--- Document extract ---
Slashdot Mirror


Large Scale Web Apps Built on Open Source

prostoalex writes "Brad Fitzpatrick presented at OSCON with on overview of his little project. Interesting facts about the evolution of the Livejournal back-end architecture."

53 of 213 comments (clear)

  1. Salesforce.com by Anonymous Coward · · Score: 4, Informative

    It's all LAMP.

    1. Re:Salesforce.com by ccollao · · Score: 2, Informative

      Just a small explanation:

      http://www.onlamp.com/pub/a/onlamp/2001/01/25/la mp .html

    2. Re:Salesforce.com by Anonymous Coward · · Score: 4, Funny

      Hypothetically, if Microsoft ported IIS to Linux, could you actually then run LIMP?

    3. Re:Salesforce.com by Anonymous Coward · · Score: 2, Insightful

      $ HEAD http://www.salesforce.com|grep ^Server:
      Server: Resin/3.0.s040331

    4. Re:Salesforce.com by Citizen+Gold · · Score: 2, Funny

      Why not? You can already run on WIMP.

    5. Re:Salesforce.com by starling · · Score: 3, Funny

      ...leveraging...integrated...client/service architecture...enterprise-class...industry leading..

      BINGO!!!

    6. Re:Salesforce.com by j3110 · · Score: 2, Informative

      It's Java... The only closed part you would need is the Java class library from SUN, which has freely available source that you can modify for your own internal use. The rest you can do with jikes and tomcat. Tomcat is used in all the big J2EE servers... IBM uses it in WebSphere, for example. Tomcat is the reference implementation of JSP/Servlets. You may need to use JBoss, Geronimo, or OpenEJB with SalesForce because I'm pretty sure they use Enterprise JavaBeans.

      My bet on a fully open system would be with Python/ZOPE. It's missing a few things, but it's very eligant.

      --
      Karma Clown
  2. lamp! by Chuck+Bucket · · Score: 2, Informative

    you can do allot with Lamp, just look at....SLASHDOT!

    CB$@#--C

    1. Re:lamp! by Higman · · Score: 2, Informative

      Just to nitpick

      LAMP is php (and linux, apache, mysql) and last I checked Slashdot used mod_perl...

      but it is still open source.

      --
      -- [insert sig here]
    2. Re:lamp! by nv5 · · Score: 3, Informative


      I thought the P means any or all of the P language: PHP, Python, Perl

    3. Re:lamp! by Nos. · · Score: 5, Informative

      Actually, LAMP can also refer to PERL and Python as well as PHP.

  3. /. effect by mreed911 · · Score: 2, Funny

    LiveJournal? Not anymore...
---
## [Short exercise a]
Put everything in the records from the line containing "Where can the vegetation" down to the last line of the records into a Markdown table with columns named Row and Line, leaving out blank lines.
The records that come next are unrelated to the Slashdot thread.
--- Provided information ---
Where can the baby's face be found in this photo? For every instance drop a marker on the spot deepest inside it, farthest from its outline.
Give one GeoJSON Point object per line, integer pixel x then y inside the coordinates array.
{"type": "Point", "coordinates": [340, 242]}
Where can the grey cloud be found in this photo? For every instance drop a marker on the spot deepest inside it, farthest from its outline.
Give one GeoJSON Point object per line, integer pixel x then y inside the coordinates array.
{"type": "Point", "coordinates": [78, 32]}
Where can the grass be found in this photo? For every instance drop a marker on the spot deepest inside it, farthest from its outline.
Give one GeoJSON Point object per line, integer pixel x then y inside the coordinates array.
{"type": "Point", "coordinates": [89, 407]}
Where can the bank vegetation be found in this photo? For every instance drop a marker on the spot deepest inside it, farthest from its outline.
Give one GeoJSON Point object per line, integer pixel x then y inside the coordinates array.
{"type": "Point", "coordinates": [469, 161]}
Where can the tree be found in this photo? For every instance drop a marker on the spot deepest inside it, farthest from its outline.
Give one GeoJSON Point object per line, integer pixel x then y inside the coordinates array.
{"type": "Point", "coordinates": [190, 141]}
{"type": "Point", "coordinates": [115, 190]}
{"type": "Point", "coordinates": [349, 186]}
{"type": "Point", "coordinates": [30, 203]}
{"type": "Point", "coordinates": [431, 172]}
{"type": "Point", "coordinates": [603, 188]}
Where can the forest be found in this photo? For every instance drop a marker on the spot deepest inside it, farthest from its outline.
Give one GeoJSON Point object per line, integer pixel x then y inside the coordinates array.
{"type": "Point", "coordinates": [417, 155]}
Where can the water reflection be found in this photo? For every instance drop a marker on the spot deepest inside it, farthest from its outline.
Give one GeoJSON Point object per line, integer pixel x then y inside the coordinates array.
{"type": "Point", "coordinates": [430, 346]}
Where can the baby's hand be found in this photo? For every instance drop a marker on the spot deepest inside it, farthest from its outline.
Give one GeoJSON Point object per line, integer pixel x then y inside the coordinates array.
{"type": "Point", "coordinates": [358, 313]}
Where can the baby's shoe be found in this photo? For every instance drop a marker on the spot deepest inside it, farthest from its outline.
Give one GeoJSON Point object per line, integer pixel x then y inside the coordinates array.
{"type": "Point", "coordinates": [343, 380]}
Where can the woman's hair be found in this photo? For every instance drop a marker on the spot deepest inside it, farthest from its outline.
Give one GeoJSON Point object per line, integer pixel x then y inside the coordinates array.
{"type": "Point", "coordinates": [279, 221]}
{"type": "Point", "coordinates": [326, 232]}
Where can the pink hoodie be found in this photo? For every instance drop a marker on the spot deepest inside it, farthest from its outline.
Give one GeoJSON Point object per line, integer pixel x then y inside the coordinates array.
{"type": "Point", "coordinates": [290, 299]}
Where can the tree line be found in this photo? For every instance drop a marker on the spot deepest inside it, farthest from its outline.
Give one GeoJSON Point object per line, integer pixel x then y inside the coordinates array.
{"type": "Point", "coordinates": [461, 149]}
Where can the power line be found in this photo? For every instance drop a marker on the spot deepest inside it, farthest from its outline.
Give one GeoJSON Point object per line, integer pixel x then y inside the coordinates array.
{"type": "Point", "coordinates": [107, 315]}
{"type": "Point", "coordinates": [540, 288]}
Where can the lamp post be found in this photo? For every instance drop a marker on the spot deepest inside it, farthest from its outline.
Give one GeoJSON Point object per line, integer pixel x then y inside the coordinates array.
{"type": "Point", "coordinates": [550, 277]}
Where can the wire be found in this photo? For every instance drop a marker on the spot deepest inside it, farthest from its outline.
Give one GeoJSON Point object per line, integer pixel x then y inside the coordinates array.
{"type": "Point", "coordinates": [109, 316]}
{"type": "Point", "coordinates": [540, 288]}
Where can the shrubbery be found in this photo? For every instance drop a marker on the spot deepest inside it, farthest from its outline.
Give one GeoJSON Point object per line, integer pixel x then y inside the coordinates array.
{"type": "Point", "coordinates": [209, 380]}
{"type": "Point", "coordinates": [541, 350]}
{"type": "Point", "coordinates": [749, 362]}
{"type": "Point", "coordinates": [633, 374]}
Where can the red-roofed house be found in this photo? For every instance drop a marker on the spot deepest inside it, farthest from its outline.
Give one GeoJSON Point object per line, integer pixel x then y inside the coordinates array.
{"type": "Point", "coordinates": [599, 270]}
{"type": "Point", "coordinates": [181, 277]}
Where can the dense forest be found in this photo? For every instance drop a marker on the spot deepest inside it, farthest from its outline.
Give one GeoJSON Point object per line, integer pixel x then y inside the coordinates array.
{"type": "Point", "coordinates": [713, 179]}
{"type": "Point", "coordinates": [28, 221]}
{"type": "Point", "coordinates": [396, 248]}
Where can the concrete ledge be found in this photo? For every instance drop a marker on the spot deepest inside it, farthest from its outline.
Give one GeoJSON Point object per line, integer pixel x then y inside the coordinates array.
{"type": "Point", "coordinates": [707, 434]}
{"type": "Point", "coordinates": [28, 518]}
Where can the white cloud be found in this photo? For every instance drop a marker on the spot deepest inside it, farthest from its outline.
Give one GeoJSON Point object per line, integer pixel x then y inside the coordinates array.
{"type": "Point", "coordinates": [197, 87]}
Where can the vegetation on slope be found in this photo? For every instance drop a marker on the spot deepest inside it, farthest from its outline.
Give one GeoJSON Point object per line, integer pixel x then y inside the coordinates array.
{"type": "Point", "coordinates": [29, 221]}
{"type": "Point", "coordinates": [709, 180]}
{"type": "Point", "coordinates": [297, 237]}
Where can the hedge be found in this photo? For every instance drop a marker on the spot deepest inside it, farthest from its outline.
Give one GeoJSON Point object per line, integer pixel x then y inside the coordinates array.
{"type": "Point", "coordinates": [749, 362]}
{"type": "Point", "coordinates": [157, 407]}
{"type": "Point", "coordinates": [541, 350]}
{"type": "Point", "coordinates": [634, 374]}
---
## [Short exercise b]
Duplicate everything in the Slashdot thread from "http://www.onlamp.com/pub/a/onlamp/2001/01/25/la mp .html" down to "then run LIMP?".

## [Written reply a]
| Row | Line |
|---|---|
| 1 | Where can the vegetation on slope be found in this photo? For every instance drop a marker on the spot deepest inside it, farthest from its outline. |
| 2 | Give one GeoJSON Point object per line, integer pixel x then y inside the coordinates array. |
| 3 | {"type": "Point", "coordinates": [29, 221]} |
| 4 | {"type": "Point", "coordinates": [709, 180]} |
| 5 | {"type": "Point", "coordinates": [297, 237]} |
| 6 | Where can the hedge be found in this photo? For every instance drop a marker on the spot deepest inside it, farthest from its outline. |
| 7 | Give one GeoJSON Point object per line, integer pixel x then y inside the coordinates array. |
| 8 | {"type": "Point", "coordinates": [749, 362]} |
| 9 | {"type": "Point", "coordinates": [157, 407]} |
| 10 | {"type": "Point", "coordinates": [541, 350]} |
| 11 | {"type": "Point", "coordinates": [634, 374]} |

## [Written reply b]
http://www.onlamp.com/pub/a/onlamp/2001/01/25/la mp .html

    2. Re:Salesforce.com by Anonymous Coward · · Score: 4, Funny

      Hypothetically, if Microsoft ported IIS to Linux, could you actually then run LIMP?